*EXERCISE PROMPT*: Write out the entire listing below exactly as it appears, minus any pictures.

(Coordinate annotation records)
══════════
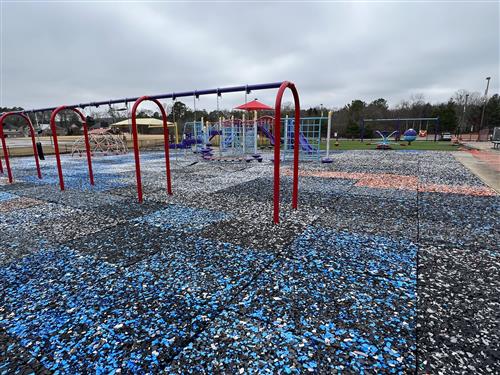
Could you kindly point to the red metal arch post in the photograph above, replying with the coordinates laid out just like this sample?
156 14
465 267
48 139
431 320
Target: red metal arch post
136 145
4 146
277 148
56 144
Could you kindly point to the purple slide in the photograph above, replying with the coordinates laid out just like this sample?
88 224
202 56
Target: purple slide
304 144
267 133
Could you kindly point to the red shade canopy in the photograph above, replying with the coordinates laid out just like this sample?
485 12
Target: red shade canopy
255 105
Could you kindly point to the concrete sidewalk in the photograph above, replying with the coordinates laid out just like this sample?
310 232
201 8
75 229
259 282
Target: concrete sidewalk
484 164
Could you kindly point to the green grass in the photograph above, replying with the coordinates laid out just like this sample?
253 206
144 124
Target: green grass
372 145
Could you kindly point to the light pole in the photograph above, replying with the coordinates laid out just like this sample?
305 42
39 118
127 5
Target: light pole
484 108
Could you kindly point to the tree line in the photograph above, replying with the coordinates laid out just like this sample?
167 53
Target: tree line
347 120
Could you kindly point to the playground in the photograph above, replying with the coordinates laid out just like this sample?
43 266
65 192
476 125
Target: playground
202 280
221 253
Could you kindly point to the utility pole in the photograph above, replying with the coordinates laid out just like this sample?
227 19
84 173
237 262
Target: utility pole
484 107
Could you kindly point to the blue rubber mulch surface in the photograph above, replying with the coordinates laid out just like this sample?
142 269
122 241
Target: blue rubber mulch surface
358 280
4 196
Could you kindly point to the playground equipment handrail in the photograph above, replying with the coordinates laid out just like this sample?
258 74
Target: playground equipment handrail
4 146
173 95
136 145
277 148
401 119
56 144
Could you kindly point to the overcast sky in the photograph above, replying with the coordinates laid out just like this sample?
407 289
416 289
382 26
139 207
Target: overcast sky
65 53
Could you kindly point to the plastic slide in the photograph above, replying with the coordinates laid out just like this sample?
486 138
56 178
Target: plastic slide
227 142
304 145
267 133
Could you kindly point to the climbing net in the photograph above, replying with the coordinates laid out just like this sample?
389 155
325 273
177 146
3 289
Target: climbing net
102 142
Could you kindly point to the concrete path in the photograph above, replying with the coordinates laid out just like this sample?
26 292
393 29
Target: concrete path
484 164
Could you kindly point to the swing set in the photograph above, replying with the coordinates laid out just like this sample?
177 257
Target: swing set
401 125
281 86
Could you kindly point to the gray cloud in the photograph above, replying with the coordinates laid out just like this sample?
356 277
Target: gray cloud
56 53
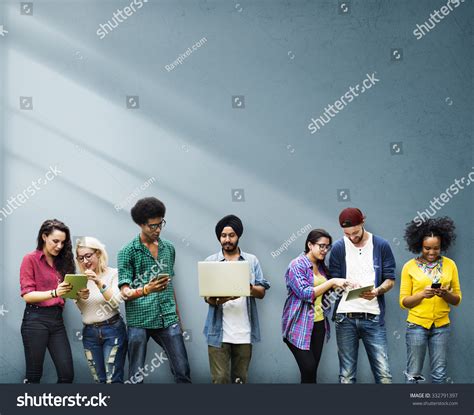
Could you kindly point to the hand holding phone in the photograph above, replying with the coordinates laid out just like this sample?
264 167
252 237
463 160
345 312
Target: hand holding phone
158 283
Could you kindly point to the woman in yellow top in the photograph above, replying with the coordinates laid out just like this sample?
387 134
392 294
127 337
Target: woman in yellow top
429 286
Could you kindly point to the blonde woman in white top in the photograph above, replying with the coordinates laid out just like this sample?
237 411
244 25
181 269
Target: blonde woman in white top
104 334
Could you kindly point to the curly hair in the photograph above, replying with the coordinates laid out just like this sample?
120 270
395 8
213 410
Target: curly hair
442 227
64 262
147 208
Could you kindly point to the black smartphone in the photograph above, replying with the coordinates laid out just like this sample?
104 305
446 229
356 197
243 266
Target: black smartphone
160 277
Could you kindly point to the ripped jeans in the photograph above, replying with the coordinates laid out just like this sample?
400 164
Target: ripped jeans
105 347
374 336
419 339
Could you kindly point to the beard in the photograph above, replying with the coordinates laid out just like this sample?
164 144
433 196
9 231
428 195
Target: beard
229 247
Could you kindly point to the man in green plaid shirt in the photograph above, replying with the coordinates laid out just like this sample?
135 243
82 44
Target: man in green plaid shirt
146 269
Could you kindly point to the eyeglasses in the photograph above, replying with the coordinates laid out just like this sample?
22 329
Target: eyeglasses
324 247
155 226
86 256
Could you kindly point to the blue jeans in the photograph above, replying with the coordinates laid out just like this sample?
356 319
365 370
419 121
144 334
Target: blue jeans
374 337
105 348
172 342
418 339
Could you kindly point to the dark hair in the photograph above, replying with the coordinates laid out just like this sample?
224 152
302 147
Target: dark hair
314 236
442 227
64 261
148 208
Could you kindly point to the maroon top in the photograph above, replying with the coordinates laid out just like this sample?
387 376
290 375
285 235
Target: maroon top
37 275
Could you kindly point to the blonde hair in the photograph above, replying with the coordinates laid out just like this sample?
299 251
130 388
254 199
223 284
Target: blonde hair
93 243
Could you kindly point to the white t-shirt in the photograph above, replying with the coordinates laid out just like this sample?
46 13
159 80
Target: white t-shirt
360 270
236 322
96 309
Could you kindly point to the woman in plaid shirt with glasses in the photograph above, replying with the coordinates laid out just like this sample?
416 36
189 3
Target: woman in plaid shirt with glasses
305 322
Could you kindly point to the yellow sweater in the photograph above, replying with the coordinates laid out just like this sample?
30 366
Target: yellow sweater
430 310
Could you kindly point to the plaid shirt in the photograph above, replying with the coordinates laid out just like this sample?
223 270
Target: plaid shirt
137 267
298 312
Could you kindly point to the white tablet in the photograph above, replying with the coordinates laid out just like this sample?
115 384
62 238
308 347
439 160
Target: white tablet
224 278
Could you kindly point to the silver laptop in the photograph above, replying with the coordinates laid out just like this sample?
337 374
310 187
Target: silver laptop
224 278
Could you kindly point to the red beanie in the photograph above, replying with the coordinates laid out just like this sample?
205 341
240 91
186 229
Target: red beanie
351 217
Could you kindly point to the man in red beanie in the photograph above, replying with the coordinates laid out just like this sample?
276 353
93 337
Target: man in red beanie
365 260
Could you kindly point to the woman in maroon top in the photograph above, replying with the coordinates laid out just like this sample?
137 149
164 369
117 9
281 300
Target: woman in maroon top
41 278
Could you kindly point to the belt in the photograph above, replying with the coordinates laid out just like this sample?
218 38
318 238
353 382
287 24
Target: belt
361 316
111 320
37 307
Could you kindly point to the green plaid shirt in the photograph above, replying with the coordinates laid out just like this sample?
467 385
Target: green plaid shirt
137 267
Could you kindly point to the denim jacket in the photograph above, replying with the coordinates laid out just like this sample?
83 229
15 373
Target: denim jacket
213 328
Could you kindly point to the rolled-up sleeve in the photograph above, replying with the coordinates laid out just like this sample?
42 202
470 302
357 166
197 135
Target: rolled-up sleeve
125 268
335 262
406 286
388 262
259 278
296 280
455 285
27 276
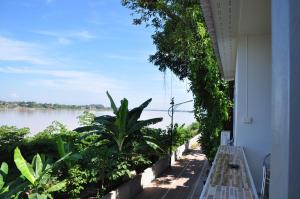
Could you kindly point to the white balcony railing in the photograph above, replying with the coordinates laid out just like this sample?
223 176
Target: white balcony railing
229 177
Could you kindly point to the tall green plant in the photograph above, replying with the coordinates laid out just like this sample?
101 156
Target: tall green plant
124 126
38 182
184 46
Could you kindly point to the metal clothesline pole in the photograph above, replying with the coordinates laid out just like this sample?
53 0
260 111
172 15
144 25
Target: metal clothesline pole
171 114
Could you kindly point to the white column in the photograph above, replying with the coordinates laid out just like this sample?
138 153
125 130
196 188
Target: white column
285 161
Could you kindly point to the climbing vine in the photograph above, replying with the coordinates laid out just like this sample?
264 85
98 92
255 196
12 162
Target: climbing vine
183 45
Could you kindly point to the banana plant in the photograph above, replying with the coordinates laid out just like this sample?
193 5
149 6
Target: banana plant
65 148
3 174
39 183
124 126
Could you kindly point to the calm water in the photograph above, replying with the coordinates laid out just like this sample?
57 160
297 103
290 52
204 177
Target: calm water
38 120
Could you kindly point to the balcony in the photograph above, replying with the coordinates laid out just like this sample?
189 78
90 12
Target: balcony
229 177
══════════
*OUTPUT*:
Could you kindly point to the red metal arch post in the photograph above, replying with the coordinates laid out just like this sample?
156 14
465 267
48 139
431 320
Target: red metal arch post
136 145
4 146
277 148
56 144
Could you kindly point to the purple slide in the photograph above, replying with the coordinates laid out just like this sample?
88 224
202 56
Target: purple slide
304 144
267 133
Could you kindly point to the red shade canopy in the photograph above, replying with the coordinates laid out just like this sample?
485 12
Target: red shade canopy
255 105
Could you kindly point to the concrete sidewalk in the photograph above, replying with the coordinates laid out just like this sample?
310 232
201 8
75 229
259 282
Target: concrete sidewalk
484 164
Could you kindly point to the green grass in the photograph above, replying with the coordinates laid out just like this sample?
253 206
144 124
Target: green grass
372 145
Could you kindly point to the light pole in the photograph above, replying with the coordinates laid out just like this sample?
305 42
39 118
127 5
Target: light pole
484 108
Could you kindly point to the tree line in the photograph above, replying with the coordinates laid out just like this sample?
167 53
Target: tree line
347 120
Could you kindly point to the playground in the photograph above, replying with the coordinates laid out just like this sample?
43 266
65 192
476 125
Target: playground
202 280
221 253
Could you kindly point to the utility pole in the photograph above, replying with the coordinates laid out just like this sample?
227 19
84 173
237 262
Target: utility pole
484 107
Could you kindly point to the blue rubber mulch surface in the photograph above, replying with the coordinates laid out just like this sample?
142 269
122 241
Target: blue rubber mulch surface
358 280
4 196
Could you kindly point to the playground equipment handrail in the photograph above, replying with the coordinates laid out just like this sample?
258 74
Target: playground equipment handrail
4 146
173 95
136 145
277 148
401 119
56 144
Could you kindly point to the overcast sky in the photograph above, replying with the coordinates laid out just like this sample?
407 289
416 289
382 26
139 207
Target: overcast sky
65 53
Could you kindly point to the plastic slide in the photograph above, replying with the coordinates laid out just like this sample?
486 138
56 178
Target: plastic slide
227 142
304 145
267 133
Could you kindly point to the climbing net in the photograph above, replying with the coordinates laid out just like this sample?
389 155
325 273
177 146
3 289
Target: climbing net
102 142
Could you kindly point to the concrete path in the photograph above, replying with the coordinates laid out just like this sample?
26 292
393 29
Target: concrete path
484 164
Could you kindly point to the swing set in the photograph above, replying with the coordinates laid out just like this sample?
177 257
Target: swing set
401 125
281 86
Could you kindly point to the gray cloud in the photograph above, replying with the coordinates laid out just like this sample?
356 277
Target: gray cloud
56 53
Could you kindly point to the hand holding phone in the photograph above, replying with the coordinates laid out just like this sample?
264 167
252 237
463 160
345 312
Target: hand holding phone
158 283
Could you kindly point to the woman in yellow top in the photograph above, replying with the coordinates laid out just like this sample?
387 134
392 294
127 337
Target: woman in yellow top
429 286
Could you kindly point to the blonde woman in white top in the photograph above, replying with the coordinates laid out just like this sample?
237 411
244 25
181 269
Target: blonde woman in white top
104 334
Could you kindly point to the curly hair in the photograph above, replying with the coordinates laid out just like this sample?
120 270
395 8
213 410
Target: curly hair
442 227
64 262
147 208
Could you kindly point to the black smartphone in the photograph above, replying with the coordinates laid out just like this sample?
104 305
446 229
356 197
243 266
Target: black smartphone
160 277
Could you kindly point to the ripped jeans in the photograph above, replying with the coordinates laid out just like this sample?
400 164
Target: ripped jeans
105 347
374 336
419 339
Could you kindly point to the beard in the photograph above, replying with the coordinates laid out just like this sample?
164 144
433 196
9 231
428 195
Target: beard
229 247
Could you kindly point to the man in green plaid shirt in the photograph above, replying with the coordinates laid out just like this sample?
135 243
82 44
Target: man in green plaid shirt
146 269
Could you kindly point to the eyeglasses in the photograph above, replying with the coordinates laid out just like this sample?
22 329
Target: eyeglasses
324 247
155 226
86 256
Could you kindly point to the blue jeans in the photograph above, replying with the coordinates laid out just like this sample?
356 319
365 370
419 121
144 334
Target: blue jeans
374 337
105 348
172 342
418 339
Could you kindly point to the dark hair in the photograph above, replying with the coordinates laid out just like this sample?
224 152
302 147
Target: dark hair
314 236
442 227
64 261
148 208
Could you kindly point to the maroon top in the photograph above, replying with the coordinates laid out just like this sample?
387 376
290 375
285 235
Target: maroon top
37 275
Could you kindly point to the blonde hair in the photograph above, replying with the coordinates laid out just like this sample?
299 251
130 388
254 199
223 284
Target: blonde hair
93 243
Could you kindly point to the white t-shirt in the photograph above, replying with the coordinates laid out just like this sample?
46 13
159 80
Target: white t-shirt
360 270
236 322
96 309
Could you kindly point to the woman in plaid shirt with glasses in the photograph above, replying with the coordinates laid out just like this sample?
416 36
189 3
Target: woman in plaid shirt with glasses
305 322
Could you kindly point to the yellow sweater in the photograph above, replying with the coordinates laid out just like this sample?
30 366
Target: yellow sweater
430 310
Could you kindly point to the plaid shirt in the photograph above, replying with the coordinates laid out just like this sample?
223 270
Target: plaid shirt
137 267
298 312
Could you kindly point to the white tablet in the photograph above, replying with the coordinates laid out just like this sample?
115 384
62 238
308 347
439 160
Target: white tablet
224 278
Could you kindly point to the silver laptop in the photograph above, replying with the coordinates laid out just like this sample?
337 374
310 187
Target: silver laptop
224 278
Could you kindly point to the red beanie in the photograph above, replying with the coordinates laid out just like this sample?
205 341
240 91
186 229
Target: red beanie
351 217
Could you kindly point to the man in red beanie in the photograph above, replying with the coordinates laid out just like this sample?
276 353
93 337
Target: man in red beanie
365 260
Could you kindly point to the woman in maroon top in the photograph above, replying with the coordinates laid out just like this sample?
137 149
164 369
117 9
281 300
Target: woman in maroon top
41 278
Could you kindly point to the belt in the photograph above, replying with the coordinates laid out just like this sample?
218 38
318 238
353 382
287 24
Target: belt
361 316
111 320
37 307
Could you kindly point to the green plaid shirt in the photograph above, replying with the coordinates laid out just like this sample?
467 385
Target: green plaid shirt
137 267
Could you kindly point to the denim jacket in the photograph above, replying with the coordinates laid out just like this sample?
83 229
15 373
Target: denim jacket
213 328
Could you kindly point to the rolled-up sleeve in the photograph above, replying with the coordinates laid out just like this sample?
42 202
470 302
357 166
197 135
Target: rolled-up sleeve
125 268
335 262
406 286
388 262
259 278
296 280
455 285
27 276
Could you kindly point to the white balcony railing in the photograph above, replying with the coordinates laid out just like this sample?
223 176
Target: white balcony railing
229 177
Could you kindly point to the tall green plant in the photograph above, replying with the coordinates laid out just like this sample?
101 156
Target: tall green plant
124 126
38 182
184 46
Could you kindly point to the metal clothesline pole in the photograph above, replying with the coordinates laid out just like this sample?
53 0
260 111
172 15
144 25
Target: metal clothesline pole
171 114
Could you kindly point to the white column in the photograph above, replying with the coordinates laid out just like this sample?
138 153
125 130
196 188
Target: white column
285 161
Could you kindly point to the climbing vine in the photograph above, replying with the coordinates laid out just like this sample?
264 85
98 92
255 196
12 162
Target: climbing vine
183 45
Could you kindly point to the banana plant in the photograph above, replying with the coordinates laid out just like this sample?
193 5
149 6
Target: banana plant
65 148
3 174
39 183
124 126
Could you kindly point to the calm water in the photograph above, replying with the coordinates laid out just like this sample?
57 160
297 103
290 52
204 177
Target: calm water
38 120
Could you kindly point to the balcony in the photograph above, replying with the coordinates laid out just like this sample?
189 78
90 12
Target: balcony
229 177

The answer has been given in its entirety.